(LESETEXT)

*****

Fintech & Investments: "Der Anteil der Frauen gewinnt mehr Aufmerksamkeit, aber es dauert, bis sich der Status quo ändert"

Elma Saric, Strategic Partnerships & Ecosystems Manager bei Raiffeisen Bank International AG, verrät im Interview wie sie das größte Fintech- und Startup-Partnerschaftsprogramm in CEE aufgebaut hat, was Wien als Startup-Hub ausmacht und spricht über die männerdominierte Banken- und Fintech-Branche.

LEADERSNET: Sie sind Strategic Partnerships and Ecosystems Manager bei der Raiffeisen Bank International. Was waren die größten Herausforderungen und Meilensteine am Weg in diese Position?

*****

(AUSGEWÄHLTE DATENSÄTZE)
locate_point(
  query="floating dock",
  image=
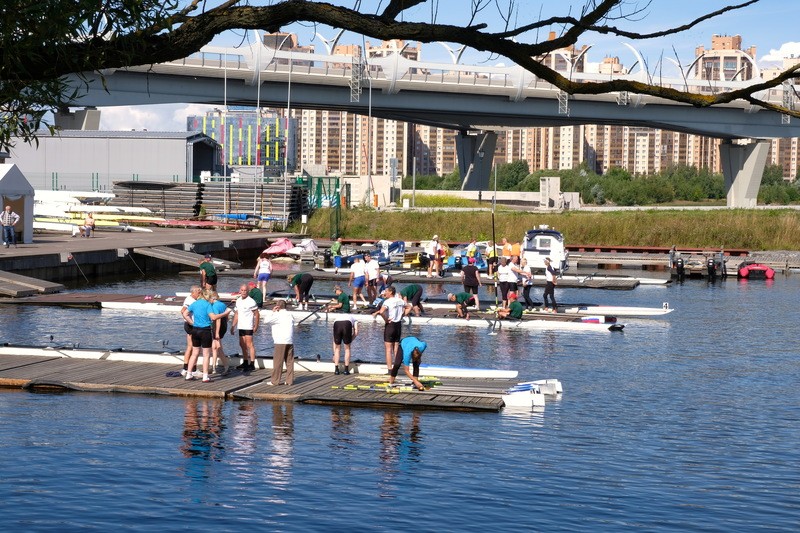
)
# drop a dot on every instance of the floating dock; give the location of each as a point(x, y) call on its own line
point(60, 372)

*****

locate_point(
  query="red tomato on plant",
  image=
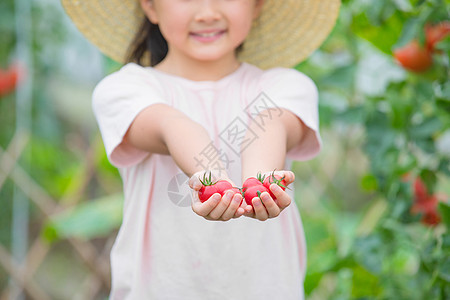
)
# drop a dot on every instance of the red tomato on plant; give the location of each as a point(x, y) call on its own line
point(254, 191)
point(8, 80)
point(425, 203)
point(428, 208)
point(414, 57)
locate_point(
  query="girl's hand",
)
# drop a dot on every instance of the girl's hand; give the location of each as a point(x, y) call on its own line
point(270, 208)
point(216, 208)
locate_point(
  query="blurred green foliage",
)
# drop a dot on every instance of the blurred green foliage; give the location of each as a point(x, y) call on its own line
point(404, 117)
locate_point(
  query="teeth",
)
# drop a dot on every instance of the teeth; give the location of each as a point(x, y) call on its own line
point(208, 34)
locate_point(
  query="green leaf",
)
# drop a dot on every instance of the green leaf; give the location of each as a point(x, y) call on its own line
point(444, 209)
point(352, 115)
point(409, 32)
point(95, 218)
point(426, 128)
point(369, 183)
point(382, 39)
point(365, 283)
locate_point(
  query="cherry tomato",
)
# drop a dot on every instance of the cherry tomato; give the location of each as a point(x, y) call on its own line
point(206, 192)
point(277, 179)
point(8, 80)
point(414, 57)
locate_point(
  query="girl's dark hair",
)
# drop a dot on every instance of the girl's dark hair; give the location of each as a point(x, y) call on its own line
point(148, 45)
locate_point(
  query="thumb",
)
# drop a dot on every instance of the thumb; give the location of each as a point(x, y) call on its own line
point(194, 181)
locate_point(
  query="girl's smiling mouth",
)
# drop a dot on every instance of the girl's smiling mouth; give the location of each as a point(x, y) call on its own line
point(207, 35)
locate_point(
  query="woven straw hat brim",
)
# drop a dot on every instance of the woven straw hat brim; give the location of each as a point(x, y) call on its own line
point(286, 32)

*****

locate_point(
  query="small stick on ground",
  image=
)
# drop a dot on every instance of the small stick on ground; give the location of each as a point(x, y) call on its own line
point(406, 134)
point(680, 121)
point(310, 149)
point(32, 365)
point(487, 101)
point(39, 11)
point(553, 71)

*****

Gib den Abschnitt des Lesetexts wörtlich wieder, der mit den Worten „LEADERSNET: Sie sind“ beginnt und mit „in diese Position?“ endet. Die Datensätze stammen aus einer anderen Quelle als der Lesetext.

(LÖSUNG)
LEADERSNET: Sie sind Strategic Partnerships and Ecosystems Manager bei der Raiffeisen Bank International. Was waren die größten Herausforderungen und Meilensteine am Weg in diese Position?